[[ Data extracts open ]]

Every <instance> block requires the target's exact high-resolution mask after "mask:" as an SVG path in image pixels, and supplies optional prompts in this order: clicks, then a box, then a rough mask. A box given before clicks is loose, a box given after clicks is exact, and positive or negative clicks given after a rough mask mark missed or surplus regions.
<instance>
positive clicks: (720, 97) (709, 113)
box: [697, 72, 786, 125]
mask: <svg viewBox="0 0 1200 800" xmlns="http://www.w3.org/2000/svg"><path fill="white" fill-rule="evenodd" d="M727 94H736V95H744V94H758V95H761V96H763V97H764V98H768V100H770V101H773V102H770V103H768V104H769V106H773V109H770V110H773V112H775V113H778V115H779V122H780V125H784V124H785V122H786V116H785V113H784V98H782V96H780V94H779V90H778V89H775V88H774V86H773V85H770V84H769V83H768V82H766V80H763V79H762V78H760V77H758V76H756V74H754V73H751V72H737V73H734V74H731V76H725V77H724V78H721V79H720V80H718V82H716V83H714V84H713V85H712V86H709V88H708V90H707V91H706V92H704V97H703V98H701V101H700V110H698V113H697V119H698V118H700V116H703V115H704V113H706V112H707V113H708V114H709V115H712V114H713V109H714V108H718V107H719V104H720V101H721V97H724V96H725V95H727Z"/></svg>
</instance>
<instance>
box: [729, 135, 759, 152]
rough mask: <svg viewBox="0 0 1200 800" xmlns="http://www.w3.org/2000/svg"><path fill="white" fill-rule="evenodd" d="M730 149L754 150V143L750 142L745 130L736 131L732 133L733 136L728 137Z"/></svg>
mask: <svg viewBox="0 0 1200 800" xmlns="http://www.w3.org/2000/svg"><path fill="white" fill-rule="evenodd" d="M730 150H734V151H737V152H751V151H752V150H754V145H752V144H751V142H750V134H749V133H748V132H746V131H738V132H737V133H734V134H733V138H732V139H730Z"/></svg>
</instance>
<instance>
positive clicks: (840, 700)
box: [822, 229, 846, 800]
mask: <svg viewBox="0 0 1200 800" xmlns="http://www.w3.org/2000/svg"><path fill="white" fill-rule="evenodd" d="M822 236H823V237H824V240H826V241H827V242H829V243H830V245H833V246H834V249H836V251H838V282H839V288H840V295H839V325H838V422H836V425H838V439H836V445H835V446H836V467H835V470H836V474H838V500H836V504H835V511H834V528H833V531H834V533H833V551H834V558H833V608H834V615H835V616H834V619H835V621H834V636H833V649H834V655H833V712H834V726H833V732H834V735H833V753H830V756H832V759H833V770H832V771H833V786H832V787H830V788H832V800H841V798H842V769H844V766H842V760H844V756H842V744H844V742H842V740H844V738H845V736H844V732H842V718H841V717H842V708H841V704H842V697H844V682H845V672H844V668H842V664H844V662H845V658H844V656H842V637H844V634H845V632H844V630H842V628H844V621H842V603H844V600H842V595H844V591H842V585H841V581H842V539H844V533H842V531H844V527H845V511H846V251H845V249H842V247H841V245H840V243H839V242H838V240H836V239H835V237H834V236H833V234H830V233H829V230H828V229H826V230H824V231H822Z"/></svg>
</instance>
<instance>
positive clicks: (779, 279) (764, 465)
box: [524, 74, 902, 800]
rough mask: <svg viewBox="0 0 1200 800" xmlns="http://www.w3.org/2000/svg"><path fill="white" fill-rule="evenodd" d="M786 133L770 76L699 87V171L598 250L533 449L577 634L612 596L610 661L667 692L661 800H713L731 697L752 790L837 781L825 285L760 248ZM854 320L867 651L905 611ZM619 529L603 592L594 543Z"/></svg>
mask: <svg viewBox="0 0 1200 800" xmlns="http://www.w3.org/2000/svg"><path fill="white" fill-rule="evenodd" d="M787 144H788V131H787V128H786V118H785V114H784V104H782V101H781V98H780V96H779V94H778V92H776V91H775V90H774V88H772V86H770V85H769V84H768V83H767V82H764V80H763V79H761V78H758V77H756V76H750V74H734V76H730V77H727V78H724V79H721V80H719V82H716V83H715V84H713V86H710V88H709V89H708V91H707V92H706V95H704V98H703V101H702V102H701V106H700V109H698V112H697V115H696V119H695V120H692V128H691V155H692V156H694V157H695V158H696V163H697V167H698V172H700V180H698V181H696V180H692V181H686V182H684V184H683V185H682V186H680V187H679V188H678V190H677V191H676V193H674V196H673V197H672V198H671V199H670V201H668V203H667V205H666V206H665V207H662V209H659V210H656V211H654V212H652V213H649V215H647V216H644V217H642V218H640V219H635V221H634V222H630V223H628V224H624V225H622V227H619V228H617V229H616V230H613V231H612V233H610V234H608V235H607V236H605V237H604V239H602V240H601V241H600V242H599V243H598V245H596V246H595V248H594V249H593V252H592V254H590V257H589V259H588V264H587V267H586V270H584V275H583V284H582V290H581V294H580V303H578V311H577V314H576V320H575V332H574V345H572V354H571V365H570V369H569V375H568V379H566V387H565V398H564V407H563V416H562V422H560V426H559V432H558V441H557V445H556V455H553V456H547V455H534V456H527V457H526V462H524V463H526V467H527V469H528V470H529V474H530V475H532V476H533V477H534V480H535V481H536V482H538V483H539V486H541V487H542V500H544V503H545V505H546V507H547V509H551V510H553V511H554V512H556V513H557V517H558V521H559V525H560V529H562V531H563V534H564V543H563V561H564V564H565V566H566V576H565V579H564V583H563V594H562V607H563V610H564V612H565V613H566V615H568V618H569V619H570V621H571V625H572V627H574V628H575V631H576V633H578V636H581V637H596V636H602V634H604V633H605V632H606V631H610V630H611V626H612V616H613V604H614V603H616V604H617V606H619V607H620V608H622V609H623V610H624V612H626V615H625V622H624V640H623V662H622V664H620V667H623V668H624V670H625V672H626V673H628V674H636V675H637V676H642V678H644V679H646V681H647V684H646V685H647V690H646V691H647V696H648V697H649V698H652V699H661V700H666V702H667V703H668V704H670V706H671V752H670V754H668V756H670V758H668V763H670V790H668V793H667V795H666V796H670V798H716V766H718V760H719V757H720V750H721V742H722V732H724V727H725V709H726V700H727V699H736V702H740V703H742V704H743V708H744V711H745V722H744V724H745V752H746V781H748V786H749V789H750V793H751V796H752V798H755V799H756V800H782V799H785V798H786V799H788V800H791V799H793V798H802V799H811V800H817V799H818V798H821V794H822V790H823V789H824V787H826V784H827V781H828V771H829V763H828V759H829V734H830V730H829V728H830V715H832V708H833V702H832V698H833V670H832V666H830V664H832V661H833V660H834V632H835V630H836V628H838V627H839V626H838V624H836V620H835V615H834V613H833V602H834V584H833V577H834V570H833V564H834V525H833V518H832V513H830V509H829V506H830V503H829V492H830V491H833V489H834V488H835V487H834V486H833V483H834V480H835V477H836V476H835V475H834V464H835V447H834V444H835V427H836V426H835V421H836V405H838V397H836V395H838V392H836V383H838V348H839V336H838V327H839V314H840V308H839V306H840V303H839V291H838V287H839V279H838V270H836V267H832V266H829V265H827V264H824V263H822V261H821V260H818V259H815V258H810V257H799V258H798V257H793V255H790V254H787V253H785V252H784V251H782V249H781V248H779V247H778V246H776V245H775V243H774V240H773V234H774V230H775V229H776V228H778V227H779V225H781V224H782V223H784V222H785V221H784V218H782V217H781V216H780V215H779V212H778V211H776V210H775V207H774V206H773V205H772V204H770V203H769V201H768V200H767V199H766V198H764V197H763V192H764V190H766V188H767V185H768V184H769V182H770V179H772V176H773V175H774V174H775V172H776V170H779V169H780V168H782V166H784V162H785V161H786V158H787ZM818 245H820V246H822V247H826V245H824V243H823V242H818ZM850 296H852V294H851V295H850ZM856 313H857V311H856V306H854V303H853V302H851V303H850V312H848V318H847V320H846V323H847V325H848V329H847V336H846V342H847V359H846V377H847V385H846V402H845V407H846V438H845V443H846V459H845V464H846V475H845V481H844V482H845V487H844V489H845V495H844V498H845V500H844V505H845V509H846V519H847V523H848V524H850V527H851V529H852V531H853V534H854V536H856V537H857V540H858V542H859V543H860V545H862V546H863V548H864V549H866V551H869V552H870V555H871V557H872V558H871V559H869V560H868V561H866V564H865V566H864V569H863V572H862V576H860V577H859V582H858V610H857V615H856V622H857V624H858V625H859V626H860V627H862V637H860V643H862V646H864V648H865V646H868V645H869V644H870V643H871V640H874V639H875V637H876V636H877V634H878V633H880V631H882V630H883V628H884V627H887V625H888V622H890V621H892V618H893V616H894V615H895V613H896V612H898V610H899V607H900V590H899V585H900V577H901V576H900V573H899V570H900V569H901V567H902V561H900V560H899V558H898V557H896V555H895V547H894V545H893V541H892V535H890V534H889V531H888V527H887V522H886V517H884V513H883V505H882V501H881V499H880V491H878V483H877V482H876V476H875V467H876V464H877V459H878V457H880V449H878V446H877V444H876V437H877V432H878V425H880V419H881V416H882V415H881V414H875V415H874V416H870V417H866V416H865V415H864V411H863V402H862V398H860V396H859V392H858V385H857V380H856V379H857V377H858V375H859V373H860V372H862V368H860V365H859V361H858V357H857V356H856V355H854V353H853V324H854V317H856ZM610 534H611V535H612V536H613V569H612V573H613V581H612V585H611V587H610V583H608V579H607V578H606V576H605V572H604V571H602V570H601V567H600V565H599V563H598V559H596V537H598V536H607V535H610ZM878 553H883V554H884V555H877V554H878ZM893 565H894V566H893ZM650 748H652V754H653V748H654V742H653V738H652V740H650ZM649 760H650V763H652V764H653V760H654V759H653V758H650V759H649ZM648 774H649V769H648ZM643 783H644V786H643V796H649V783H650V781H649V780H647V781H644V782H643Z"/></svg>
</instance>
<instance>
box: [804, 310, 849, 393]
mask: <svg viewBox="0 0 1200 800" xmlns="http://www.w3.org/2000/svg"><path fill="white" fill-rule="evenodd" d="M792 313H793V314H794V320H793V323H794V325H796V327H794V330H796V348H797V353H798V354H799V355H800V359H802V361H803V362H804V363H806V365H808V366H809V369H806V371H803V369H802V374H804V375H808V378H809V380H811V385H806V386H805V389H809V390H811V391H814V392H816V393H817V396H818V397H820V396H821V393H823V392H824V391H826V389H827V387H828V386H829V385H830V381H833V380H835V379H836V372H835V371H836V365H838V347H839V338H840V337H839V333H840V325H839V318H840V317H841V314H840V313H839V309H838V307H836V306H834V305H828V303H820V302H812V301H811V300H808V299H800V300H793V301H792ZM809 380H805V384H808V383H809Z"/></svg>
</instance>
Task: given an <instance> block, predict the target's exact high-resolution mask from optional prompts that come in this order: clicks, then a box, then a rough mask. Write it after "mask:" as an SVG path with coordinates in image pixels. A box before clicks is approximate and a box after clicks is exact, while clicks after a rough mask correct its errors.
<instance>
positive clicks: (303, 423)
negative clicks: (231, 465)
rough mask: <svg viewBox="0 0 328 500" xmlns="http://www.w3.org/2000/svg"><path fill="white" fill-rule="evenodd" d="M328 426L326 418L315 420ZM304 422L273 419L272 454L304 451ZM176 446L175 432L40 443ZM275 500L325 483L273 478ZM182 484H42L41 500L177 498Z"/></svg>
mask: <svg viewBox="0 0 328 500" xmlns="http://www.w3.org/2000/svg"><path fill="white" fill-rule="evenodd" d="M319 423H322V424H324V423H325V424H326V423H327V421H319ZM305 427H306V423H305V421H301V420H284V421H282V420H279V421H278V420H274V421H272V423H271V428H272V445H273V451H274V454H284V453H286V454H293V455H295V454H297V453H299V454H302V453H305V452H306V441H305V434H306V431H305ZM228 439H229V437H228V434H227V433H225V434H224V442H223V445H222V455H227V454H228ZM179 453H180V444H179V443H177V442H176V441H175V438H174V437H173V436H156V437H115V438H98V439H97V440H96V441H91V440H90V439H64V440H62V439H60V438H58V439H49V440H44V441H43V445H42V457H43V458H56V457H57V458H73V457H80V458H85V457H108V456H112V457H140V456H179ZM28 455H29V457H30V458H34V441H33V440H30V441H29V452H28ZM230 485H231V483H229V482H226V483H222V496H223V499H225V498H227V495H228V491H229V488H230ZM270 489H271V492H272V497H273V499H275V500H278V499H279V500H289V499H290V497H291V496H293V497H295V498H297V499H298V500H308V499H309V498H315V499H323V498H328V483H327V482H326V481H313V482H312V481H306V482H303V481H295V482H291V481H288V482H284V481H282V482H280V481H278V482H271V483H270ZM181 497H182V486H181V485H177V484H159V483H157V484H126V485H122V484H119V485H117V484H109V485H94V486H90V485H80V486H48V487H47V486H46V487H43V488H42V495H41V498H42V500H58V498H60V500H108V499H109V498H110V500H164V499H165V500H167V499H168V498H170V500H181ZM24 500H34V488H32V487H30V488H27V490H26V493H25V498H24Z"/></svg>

[[ Data extracts closed ]]

Instructions to follow: Between the first line of the entries above and the line with "positive clicks: (840, 700)", both included, copy every line exactly and nothing outside that range.

Answer to this exercise:
Every <instance> block requires the target's exact high-resolution mask after "mask:" as an SVG path in image pixels, and supplies optional prompts in this order: clicks, then a box, then a rough mask. A box given before clicks is loose, a box given after clicks is exact, and positive or negative clicks given after a rough mask mark missed or surplus regions.
<instance>
positive clicks: (720, 97) (709, 113)
box: [697, 72, 786, 125]
mask: <svg viewBox="0 0 1200 800" xmlns="http://www.w3.org/2000/svg"><path fill="white" fill-rule="evenodd" d="M727 94H736V95H744V94H758V95H761V96H763V97H764V98H768V100H770V101H773V102H770V103H768V104H769V106H773V109H770V110H773V112H775V113H778V115H779V122H780V125H784V124H785V122H786V116H785V113H784V98H782V96H780V94H779V90H778V89H775V88H774V86H773V85H770V84H769V83H768V82H766V80H763V79H762V78H760V77H758V76H756V74H754V73H751V72H737V73H734V74H731V76H725V77H724V78H721V79H720V80H718V82H716V83H714V84H713V85H712V86H709V88H708V90H707V91H706V92H704V97H703V98H701V101H700V110H698V113H697V119H698V118H700V116H703V115H704V113H706V112H707V113H708V114H709V115H712V114H713V109H714V108H718V107H719V104H720V101H721V97H724V96H725V95H727Z"/></svg>
</instance>
<instance>
box: [729, 135, 759, 152]
rough mask: <svg viewBox="0 0 1200 800" xmlns="http://www.w3.org/2000/svg"><path fill="white" fill-rule="evenodd" d="M730 149L754 150V143L750 142L745 130L736 131L732 133L733 136L728 137Z"/></svg>
mask: <svg viewBox="0 0 1200 800" xmlns="http://www.w3.org/2000/svg"><path fill="white" fill-rule="evenodd" d="M730 150H734V151H737V152H751V151H752V150H754V145H752V144H751V142H750V134H749V133H748V132H746V131H738V132H737V133H734V134H733V138H732V139H730Z"/></svg>
</instance>
<instance>
positive clicks: (840, 700)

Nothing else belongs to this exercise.